* [EXTRACT TO READ]:

########################################

Photo available for this release:

Rain in northwestern Missouri has delayed corn planting.

Credit: Photo by Johnna Whelan

Published: Tuesday, June 2, 2015

Story sources:

William J. Wiebold, 573-673-4128 (cell); 573-882-0621Wayne Flanary, 660-446-3724

COLUMBIA, Mo. – Rain, weeds and plant disease continue to worry farmers in northwestern Missouri, says Wayne Flanary, University of Missouri Extension agronomy specialist in Holt County.

A third of the corn crop in the northwest is not planted, according to the June 1 USDA crop report. And 74 percent of planted corn rates fair to very poor condition.

At this time last year, 100 percent of the corn and 91 percent of soybean were planted there. Most of it rated good to excellent, according to USDA.

“There’s not a hybrid on earth that withstands four weeks of this weather and little sun,” says MU Extension agronomist Bill Wiebold. “Clearly, we’ve fallen behind.”

Wiebold’s research shows corn yields start dropping after May 10 in central and northern Missouri. By May 20, yields drop an average of 16 percent; by June 4, 24 percent; and by June 19, 40 percent.

Farmers now face tough decisions on whether to continue with corn or switch to soybean, Wiebold says.

Nearly 16 inches of rain fell in northwestern Missouri in the traditional planting season of April 1 to May 31, according to the Missouri Climate Center.

Rain causes nitrogen loss, poor stands and weed problems such as marestail. All were evident in northwestern Missouri, Flanary says.

MU Extension nitrogen specialist Peter Scharf says farmers should plant corn and soybean when the ground dries and add rescue nitrogen to the corn later.

Late corn planting pushes back soybean planting. “We plant the corn, then we plant the soybean,” Wiebold says. Only 11 percent of the northwestern Missouri soybean crop is planted.

The wheat crop in northwestern Missouri also faces serious disease problems with stem rust.

“It is really bad,” Flanary says. USDA reports two-thirds of the winter wheat in northwestern Missouri is in fair to very poor condition.

########################################

* [TASK SET]:
(1) Which people does the release identify as University of Missouri Extension specialists? List each with the role the release gives.
(2) According to the release, how much rain fell in northwestern Missouri during the April 1 to May 31 planting season?

* [DATASET SECTION]:

########################################

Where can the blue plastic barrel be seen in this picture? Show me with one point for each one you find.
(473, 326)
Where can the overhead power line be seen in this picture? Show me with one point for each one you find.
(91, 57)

########################################

* [SOLUTION LIST]:
(1)
- Wayne Flanary: University of Missouri Extension agronomy specialist in Holt County
- Bill Wiebold: MU Extension agronomist
- Peter Scharf: MU Extension nitrogen specialist

(2) Nearly 16 inches, according to the Missouri Climate Center.